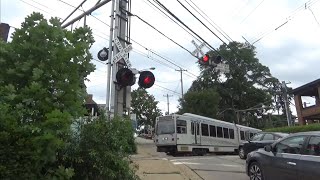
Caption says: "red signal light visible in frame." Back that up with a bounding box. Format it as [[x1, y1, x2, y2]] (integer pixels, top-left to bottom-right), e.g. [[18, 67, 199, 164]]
[[138, 71, 155, 88], [116, 68, 136, 86], [203, 54, 210, 62]]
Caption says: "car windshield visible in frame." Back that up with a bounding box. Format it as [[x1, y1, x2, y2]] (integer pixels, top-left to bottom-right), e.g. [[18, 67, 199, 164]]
[[250, 134, 263, 141], [157, 119, 174, 135]]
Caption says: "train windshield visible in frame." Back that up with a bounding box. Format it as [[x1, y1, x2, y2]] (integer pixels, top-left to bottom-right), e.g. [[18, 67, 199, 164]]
[[156, 116, 175, 135]]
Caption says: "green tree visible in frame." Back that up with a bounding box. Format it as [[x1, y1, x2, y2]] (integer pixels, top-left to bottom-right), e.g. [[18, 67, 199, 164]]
[[179, 89, 220, 118], [64, 112, 137, 180], [0, 13, 94, 179], [186, 42, 279, 126], [131, 88, 162, 127]]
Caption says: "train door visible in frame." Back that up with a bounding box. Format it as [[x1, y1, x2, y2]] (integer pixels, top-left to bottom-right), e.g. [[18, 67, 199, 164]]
[[191, 121, 201, 145]]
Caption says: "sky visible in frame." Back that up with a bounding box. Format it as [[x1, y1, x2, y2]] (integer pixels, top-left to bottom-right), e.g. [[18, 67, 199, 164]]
[[0, 0, 320, 113]]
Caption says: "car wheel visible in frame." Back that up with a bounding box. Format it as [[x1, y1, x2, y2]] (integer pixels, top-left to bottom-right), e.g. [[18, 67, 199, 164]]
[[239, 147, 247, 159], [249, 162, 264, 180]]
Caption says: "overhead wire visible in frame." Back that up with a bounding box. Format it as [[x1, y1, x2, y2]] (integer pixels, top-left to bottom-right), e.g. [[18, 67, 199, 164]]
[[153, 0, 220, 55], [127, 11, 197, 58], [251, 0, 319, 45], [240, 0, 264, 24], [185, 0, 233, 42], [16, 0, 185, 98], [57, 0, 197, 77], [144, 0, 201, 42], [154, 84, 181, 95]]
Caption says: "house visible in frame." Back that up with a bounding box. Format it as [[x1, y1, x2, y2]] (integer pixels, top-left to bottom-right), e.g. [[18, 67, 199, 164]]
[[291, 79, 320, 125]]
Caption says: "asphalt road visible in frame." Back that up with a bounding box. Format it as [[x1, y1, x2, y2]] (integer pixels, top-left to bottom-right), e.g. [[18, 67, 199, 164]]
[[136, 138, 249, 180], [168, 155, 249, 180]]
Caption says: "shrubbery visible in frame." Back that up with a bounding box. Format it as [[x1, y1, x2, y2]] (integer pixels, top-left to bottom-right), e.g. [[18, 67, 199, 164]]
[[265, 124, 320, 133], [64, 114, 137, 180]]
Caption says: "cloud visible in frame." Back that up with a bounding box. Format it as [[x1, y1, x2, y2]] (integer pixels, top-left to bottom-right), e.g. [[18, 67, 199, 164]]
[[1, 0, 320, 115]]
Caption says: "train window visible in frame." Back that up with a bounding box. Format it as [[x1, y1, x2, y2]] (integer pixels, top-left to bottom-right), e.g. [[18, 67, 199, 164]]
[[197, 123, 200, 135], [229, 129, 234, 139], [209, 125, 217, 137], [217, 126, 223, 137], [201, 123, 209, 136], [177, 120, 187, 134], [191, 122, 194, 135], [240, 131, 245, 140], [223, 128, 229, 139]]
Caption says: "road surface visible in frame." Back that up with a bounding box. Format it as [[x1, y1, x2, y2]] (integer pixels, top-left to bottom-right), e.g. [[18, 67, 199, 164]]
[[136, 138, 249, 180]]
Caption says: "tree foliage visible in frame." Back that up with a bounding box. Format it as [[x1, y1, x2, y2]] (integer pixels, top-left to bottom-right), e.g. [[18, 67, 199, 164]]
[[180, 42, 279, 125], [131, 88, 162, 127], [64, 113, 137, 180], [0, 13, 135, 180]]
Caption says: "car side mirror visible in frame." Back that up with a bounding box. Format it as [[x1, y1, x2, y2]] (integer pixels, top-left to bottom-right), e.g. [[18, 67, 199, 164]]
[[264, 145, 273, 152]]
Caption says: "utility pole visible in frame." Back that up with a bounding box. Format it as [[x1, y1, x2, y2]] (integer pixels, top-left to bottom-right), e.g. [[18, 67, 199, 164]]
[[109, 0, 131, 116], [163, 94, 173, 115], [176, 68, 187, 99], [282, 81, 292, 126]]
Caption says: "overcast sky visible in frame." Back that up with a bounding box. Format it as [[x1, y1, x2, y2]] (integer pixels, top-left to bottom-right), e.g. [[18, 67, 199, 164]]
[[0, 0, 320, 112]]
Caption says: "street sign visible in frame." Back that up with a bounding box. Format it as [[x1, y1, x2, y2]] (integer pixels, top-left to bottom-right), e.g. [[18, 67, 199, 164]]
[[191, 40, 206, 57], [214, 63, 230, 73], [112, 37, 132, 67]]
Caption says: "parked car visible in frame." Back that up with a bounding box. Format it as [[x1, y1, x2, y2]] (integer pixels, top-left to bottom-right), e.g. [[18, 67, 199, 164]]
[[246, 131, 320, 180], [238, 132, 289, 159]]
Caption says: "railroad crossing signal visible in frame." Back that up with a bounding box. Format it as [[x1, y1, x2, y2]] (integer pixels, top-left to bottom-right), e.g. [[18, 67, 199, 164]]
[[138, 71, 155, 88], [112, 37, 132, 67], [191, 40, 206, 57], [116, 68, 136, 87]]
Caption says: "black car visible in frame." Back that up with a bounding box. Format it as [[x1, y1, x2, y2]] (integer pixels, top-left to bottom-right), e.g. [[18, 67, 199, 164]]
[[246, 131, 320, 180], [238, 132, 289, 159]]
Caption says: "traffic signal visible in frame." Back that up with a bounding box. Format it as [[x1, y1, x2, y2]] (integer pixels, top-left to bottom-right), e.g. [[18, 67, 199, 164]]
[[199, 54, 210, 65], [212, 56, 222, 64], [138, 71, 155, 88], [98, 47, 109, 61], [116, 68, 136, 87]]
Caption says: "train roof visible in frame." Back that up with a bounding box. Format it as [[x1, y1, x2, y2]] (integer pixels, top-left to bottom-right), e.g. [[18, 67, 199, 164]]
[[182, 113, 261, 131]]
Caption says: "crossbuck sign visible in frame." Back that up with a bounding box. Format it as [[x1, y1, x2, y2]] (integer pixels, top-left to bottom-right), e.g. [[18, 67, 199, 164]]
[[112, 37, 132, 67], [191, 40, 206, 57]]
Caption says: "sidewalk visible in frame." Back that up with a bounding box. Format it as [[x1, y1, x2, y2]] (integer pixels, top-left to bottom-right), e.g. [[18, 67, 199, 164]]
[[132, 138, 201, 180]]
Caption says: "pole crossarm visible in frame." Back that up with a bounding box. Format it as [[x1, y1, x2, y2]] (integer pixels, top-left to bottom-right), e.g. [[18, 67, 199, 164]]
[[61, 0, 111, 28]]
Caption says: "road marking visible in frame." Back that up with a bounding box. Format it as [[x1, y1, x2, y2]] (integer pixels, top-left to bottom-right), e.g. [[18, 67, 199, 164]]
[[173, 162, 202, 165], [172, 161, 243, 167]]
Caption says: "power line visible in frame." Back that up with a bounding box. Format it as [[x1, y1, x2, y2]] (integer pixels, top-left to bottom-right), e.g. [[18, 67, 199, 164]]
[[144, 0, 200, 42], [20, 0, 52, 15], [185, 0, 233, 41], [131, 39, 197, 77], [58, 0, 197, 77], [177, 0, 227, 45], [251, 0, 318, 45], [133, 49, 197, 78], [127, 12, 195, 57], [153, 0, 220, 54], [240, 0, 264, 24], [154, 84, 181, 95]]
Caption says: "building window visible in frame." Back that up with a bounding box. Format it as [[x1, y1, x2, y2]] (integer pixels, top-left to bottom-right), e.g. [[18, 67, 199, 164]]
[[201, 123, 209, 136], [240, 131, 245, 140], [217, 126, 223, 138], [191, 122, 194, 135], [209, 125, 217, 137]]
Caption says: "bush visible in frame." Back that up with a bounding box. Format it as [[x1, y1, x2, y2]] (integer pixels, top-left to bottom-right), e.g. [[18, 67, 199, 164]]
[[65, 114, 138, 180], [265, 124, 320, 133]]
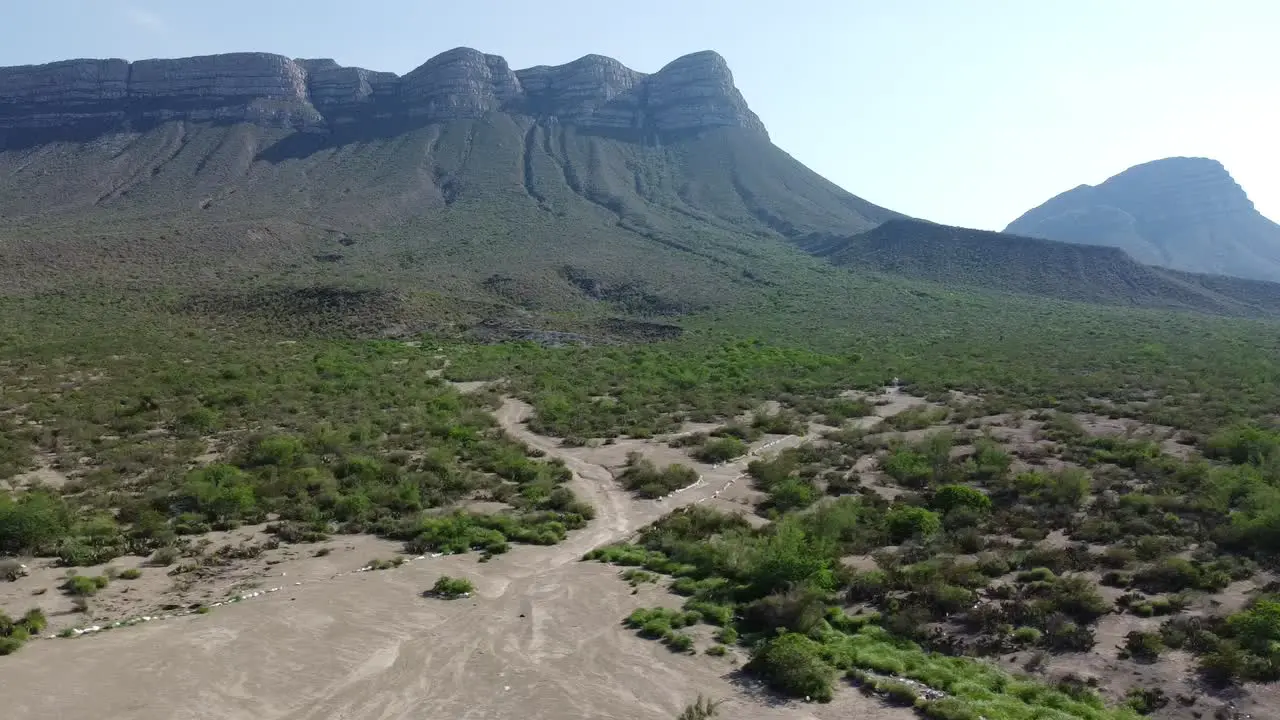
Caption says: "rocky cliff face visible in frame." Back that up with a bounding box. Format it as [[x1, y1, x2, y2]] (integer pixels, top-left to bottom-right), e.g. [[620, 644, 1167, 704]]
[[1006, 158, 1280, 281], [0, 47, 765, 145]]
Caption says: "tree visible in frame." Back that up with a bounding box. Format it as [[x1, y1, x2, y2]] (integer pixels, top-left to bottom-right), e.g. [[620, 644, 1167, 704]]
[[884, 506, 942, 542], [676, 694, 724, 720], [931, 486, 991, 514], [0, 491, 72, 555], [746, 633, 836, 702]]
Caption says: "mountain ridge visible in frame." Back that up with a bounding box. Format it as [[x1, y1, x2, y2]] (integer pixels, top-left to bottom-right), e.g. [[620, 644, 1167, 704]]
[[1005, 158, 1280, 281], [0, 47, 768, 145]]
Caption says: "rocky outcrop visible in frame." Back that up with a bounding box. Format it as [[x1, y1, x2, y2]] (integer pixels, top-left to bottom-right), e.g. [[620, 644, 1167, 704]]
[[1006, 158, 1280, 281], [516, 55, 645, 122], [127, 53, 324, 126], [0, 47, 765, 142]]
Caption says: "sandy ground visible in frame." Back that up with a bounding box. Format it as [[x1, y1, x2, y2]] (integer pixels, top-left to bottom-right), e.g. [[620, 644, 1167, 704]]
[[0, 401, 913, 720]]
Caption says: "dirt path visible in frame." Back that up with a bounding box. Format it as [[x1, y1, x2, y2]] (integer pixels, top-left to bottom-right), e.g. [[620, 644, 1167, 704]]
[[0, 400, 911, 720]]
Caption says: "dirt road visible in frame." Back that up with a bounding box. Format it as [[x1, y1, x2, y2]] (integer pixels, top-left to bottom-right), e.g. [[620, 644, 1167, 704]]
[[0, 401, 911, 720]]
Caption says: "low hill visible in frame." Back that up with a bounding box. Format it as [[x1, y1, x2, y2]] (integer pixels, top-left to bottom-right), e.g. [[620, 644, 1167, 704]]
[[801, 219, 1280, 315], [1005, 158, 1280, 281]]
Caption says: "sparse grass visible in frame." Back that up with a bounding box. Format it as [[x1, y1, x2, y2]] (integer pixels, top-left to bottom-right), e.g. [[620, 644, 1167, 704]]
[[618, 452, 698, 498]]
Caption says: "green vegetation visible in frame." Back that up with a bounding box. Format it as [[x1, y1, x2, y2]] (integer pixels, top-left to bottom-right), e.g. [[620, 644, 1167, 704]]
[[0, 113, 1280, 720], [63, 575, 110, 597], [0, 609, 49, 656], [425, 575, 476, 600], [0, 307, 591, 566], [676, 696, 724, 720]]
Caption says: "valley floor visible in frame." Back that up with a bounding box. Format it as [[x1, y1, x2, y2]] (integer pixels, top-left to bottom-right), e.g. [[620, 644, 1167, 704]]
[[4, 400, 911, 720]]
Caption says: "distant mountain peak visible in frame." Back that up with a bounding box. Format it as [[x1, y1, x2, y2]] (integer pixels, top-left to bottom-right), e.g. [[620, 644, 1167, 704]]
[[1006, 158, 1280, 281], [0, 47, 767, 142]]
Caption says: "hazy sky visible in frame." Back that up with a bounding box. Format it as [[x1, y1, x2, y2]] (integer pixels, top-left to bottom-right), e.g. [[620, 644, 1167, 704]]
[[0, 0, 1280, 229]]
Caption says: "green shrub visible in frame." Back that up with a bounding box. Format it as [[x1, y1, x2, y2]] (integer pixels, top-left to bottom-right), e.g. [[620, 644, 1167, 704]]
[[1125, 688, 1169, 715], [150, 547, 182, 566], [746, 633, 836, 702], [1012, 626, 1041, 644], [884, 506, 942, 543], [716, 626, 737, 644], [426, 575, 475, 600], [63, 575, 110, 597], [1124, 630, 1165, 662], [932, 486, 991, 514], [676, 696, 723, 720], [662, 632, 694, 652]]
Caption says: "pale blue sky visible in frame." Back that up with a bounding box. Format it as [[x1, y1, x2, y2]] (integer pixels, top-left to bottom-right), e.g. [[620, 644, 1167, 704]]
[[0, 0, 1280, 229]]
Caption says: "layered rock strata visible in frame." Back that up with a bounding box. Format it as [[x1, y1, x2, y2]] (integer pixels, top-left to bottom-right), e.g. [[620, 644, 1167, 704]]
[[0, 47, 765, 135]]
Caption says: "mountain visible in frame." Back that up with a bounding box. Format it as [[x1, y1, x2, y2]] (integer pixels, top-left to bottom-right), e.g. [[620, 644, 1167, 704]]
[[0, 49, 1280, 337], [0, 49, 900, 335], [800, 219, 1280, 315], [1006, 158, 1280, 281]]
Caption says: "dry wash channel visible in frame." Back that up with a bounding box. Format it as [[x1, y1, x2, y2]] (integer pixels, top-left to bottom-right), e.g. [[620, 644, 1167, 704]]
[[3, 400, 910, 720]]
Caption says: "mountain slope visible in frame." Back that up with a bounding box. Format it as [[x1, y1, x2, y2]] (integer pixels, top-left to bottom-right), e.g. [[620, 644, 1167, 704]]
[[1005, 158, 1280, 281], [0, 49, 1280, 337], [0, 50, 899, 314], [803, 219, 1280, 315]]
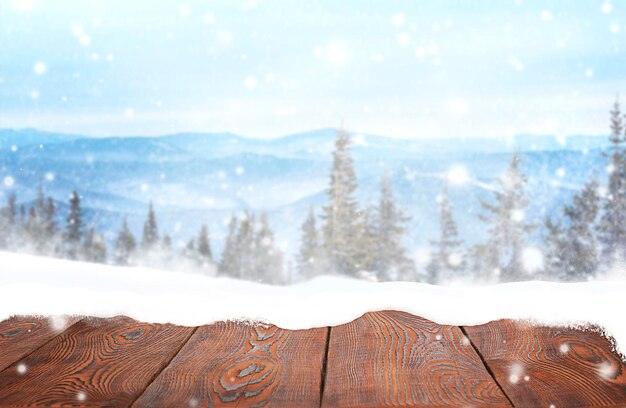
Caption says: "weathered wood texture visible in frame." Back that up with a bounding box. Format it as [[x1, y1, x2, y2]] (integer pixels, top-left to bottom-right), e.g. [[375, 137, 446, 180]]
[[134, 322, 328, 407], [0, 316, 80, 371], [464, 320, 626, 407], [323, 312, 510, 407], [0, 317, 193, 407]]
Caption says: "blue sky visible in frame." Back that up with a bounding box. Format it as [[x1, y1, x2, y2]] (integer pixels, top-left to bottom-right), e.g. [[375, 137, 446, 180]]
[[0, 0, 626, 138]]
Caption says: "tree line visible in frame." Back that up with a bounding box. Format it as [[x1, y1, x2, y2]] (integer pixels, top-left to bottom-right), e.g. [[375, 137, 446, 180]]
[[0, 101, 626, 283]]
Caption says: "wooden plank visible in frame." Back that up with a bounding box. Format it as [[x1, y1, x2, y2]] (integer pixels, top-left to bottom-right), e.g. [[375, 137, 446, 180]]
[[464, 320, 626, 407], [134, 322, 328, 407], [0, 316, 81, 371], [323, 311, 510, 407], [0, 317, 194, 406]]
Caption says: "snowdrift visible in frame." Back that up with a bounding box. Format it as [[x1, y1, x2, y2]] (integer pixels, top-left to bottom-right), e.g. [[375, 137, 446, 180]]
[[0, 252, 626, 355]]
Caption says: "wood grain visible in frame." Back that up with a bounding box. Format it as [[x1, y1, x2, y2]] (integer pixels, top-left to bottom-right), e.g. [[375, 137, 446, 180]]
[[464, 320, 626, 407], [0, 316, 81, 371], [323, 311, 510, 407], [134, 322, 328, 407], [0, 317, 193, 407]]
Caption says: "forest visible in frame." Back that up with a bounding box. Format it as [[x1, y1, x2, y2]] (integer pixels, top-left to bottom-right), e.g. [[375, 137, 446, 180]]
[[0, 101, 626, 284]]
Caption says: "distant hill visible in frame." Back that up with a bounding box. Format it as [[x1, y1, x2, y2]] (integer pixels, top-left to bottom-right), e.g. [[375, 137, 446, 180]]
[[0, 129, 608, 268]]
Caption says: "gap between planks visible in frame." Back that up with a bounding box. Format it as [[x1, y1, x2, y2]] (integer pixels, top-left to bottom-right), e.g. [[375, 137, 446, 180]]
[[0, 316, 86, 372], [128, 326, 200, 407], [320, 326, 333, 408], [457, 326, 515, 407]]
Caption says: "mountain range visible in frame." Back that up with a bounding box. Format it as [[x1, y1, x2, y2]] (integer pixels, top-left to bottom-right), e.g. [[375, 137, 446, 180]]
[[0, 129, 608, 270]]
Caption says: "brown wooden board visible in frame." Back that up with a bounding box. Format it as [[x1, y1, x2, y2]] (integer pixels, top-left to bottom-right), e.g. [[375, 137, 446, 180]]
[[0, 317, 193, 406], [464, 320, 626, 408], [134, 322, 328, 408], [0, 316, 81, 371], [323, 311, 510, 407]]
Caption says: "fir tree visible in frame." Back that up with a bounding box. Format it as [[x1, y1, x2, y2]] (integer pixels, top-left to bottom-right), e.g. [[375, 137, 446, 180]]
[[297, 207, 323, 279], [426, 183, 464, 284], [233, 212, 256, 280], [370, 175, 415, 280], [64, 191, 85, 259], [81, 227, 107, 263], [598, 100, 626, 263], [115, 218, 137, 265], [250, 213, 286, 283], [141, 201, 159, 251], [197, 224, 213, 268], [561, 180, 600, 281], [218, 215, 239, 277], [322, 130, 363, 276], [161, 234, 174, 267], [543, 218, 567, 280], [476, 154, 534, 282], [0, 193, 17, 249]]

AIM →
Convert the entries starting at the line containing "path visible in" and ending at the line containing "[[618, 452, 698, 498]]" into a two-column CSV with the header text,answer. Write one row per entry, with each value in a single quoted field and any line breaks replaced by spaces.

COMPLETE RESPONSE →
text,answer
"Caption says: ""dirt path visible in frame."" Back that up with a bounding box. Format it as [[x1, y1, x2, y2]] (integer pixels, top-left to bottom-right), e.g. [[620, 644, 1167, 704]]","[[0, 400, 911, 720]]"
"Caption says: ""dirt road visible in frame."" Back that up with a bounding box. Format it as [[x1, y1, x2, y2]] (integer pixels, top-left to bottom-right), e.g. [[620, 644, 1167, 704]]","[[0, 401, 911, 720]]"
"Caption says: ""low hill visible in frame."" Back that up with a bounding box. Format it as [[x1, y1, x2, y2]] (integer pixels, top-left to bottom-right), e.g. [[620, 644, 1167, 704]]","[[801, 219, 1280, 315], [1005, 158, 1280, 281]]"
"Caption says: ""sparse grass visible in frame."" Back that up with a bounding box. Format it as [[x1, y1, x2, y2]] (integer pixels, top-left to bottom-right), e.g. [[620, 644, 1167, 704]]","[[618, 452, 698, 498]]"